_Exercise instructions_
Turn every line of the material below into a JSON list of strings, one string per line, leaving out any blank lines.

━━ Entries supplied ━━

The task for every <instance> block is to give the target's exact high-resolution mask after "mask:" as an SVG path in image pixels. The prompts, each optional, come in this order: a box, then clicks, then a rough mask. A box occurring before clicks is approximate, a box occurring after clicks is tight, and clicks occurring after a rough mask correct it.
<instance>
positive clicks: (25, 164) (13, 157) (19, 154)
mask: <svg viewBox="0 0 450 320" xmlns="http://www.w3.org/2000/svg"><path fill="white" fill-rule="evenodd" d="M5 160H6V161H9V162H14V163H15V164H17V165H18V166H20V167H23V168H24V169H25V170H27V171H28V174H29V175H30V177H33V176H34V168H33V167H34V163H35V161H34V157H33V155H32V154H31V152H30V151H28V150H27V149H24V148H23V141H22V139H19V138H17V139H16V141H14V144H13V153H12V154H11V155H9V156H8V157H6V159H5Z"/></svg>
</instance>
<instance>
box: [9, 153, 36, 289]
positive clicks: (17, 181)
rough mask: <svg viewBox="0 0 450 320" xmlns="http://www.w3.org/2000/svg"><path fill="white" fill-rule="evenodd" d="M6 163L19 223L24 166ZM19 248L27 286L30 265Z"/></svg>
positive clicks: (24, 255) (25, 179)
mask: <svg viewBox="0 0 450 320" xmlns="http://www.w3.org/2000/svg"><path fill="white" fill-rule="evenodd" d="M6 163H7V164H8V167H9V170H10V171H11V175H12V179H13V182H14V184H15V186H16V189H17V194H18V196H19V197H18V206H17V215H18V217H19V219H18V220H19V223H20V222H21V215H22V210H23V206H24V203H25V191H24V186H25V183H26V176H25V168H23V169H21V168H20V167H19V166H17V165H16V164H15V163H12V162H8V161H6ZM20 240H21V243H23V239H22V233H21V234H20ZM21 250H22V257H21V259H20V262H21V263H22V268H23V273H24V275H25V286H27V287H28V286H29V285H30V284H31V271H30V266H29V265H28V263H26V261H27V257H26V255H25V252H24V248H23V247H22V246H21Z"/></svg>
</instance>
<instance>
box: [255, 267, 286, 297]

━━━

_Response to this exercise_
[
  "The task for every <instance> block is to give the target's exact high-resolution mask after \"mask:\" as an SVG path in image pixels. The prompts, each optional, come in this order: a box, then clicks, then a rough mask. A box occurring before clicks is approximate, a box occurring after clicks is tight, and clicks occurring after a rough mask correct it.",
  "<instance>",
  "positive clicks: (25, 164) (13, 157) (19, 154)",
  "mask: <svg viewBox=\"0 0 450 320\" xmlns=\"http://www.w3.org/2000/svg\"><path fill=\"white\" fill-rule=\"evenodd\" d=\"M5 160H6V161H9V162H14V163H15V164H17V165H18V166H20V167H23V168H24V169H25V170H27V171H28V174H29V175H30V177H33V176H34V168H33V167H34V163H35V161H34V157H33V155H32V154H31V152H30V151H28V150H27V149H24V148H23V141H22V139H19V138H17V139H16V141H14V144H13V153H12V154H11V155H9V156H8V157H6V159H5Z\"/></svg>",
  "</instance>",
  "<instance>",
  "box: [9, 153, 36, 289]",
  "positive clicks: (17, 181)",
  "rough mask: <svg viewBox=\"0 0 450 320\" xmlns=\"http://www.w3.org/2000/svg\"><path fill=\"white\" fill-rule=\"evenodd\" d=\"M6 163L19 223L24 166ZM19 248L27 286L30 265Z\"/></svg>",
  "positive clicks: (24, 255) (25, 179)",
  "mask: <svg viewBox=\"0 0 450 320\" xmlns=\"http://www.w3.org/2000/svg\"><path fill=\"white\" fill-rule=\"evenodd\" d=\"M6 163H7V164H8V167H9V170H10V171H11V175H12V179H13V182H14V184H15V186H16V189H17V194H18V196H19V197H18V206H17V215H18V217H19V219H18V220H19V223H20V222H21V215H22V210H23V206H24V203H25V191H24V186H25V183H26V176H25V168H23V169H21V168H20V167H19V166H17V165H16V164H15V163H12V162H8V161H6ZM20 240H21V243H23V239H22V233H21V234H20ZM21 250H22V257H21V259H20V262H21V263H22V268H23V273H24V275H25V286H27V287H28V286H29V285H30V284H31V271H30V266H29V265H28V263H26V261H27V257H26V255H25V252H24V248H23V247H22V246H21Z\"/></svg>",
  "</instance>",
  "<instance>",
  "box: [255, 267, 286, 297]"
]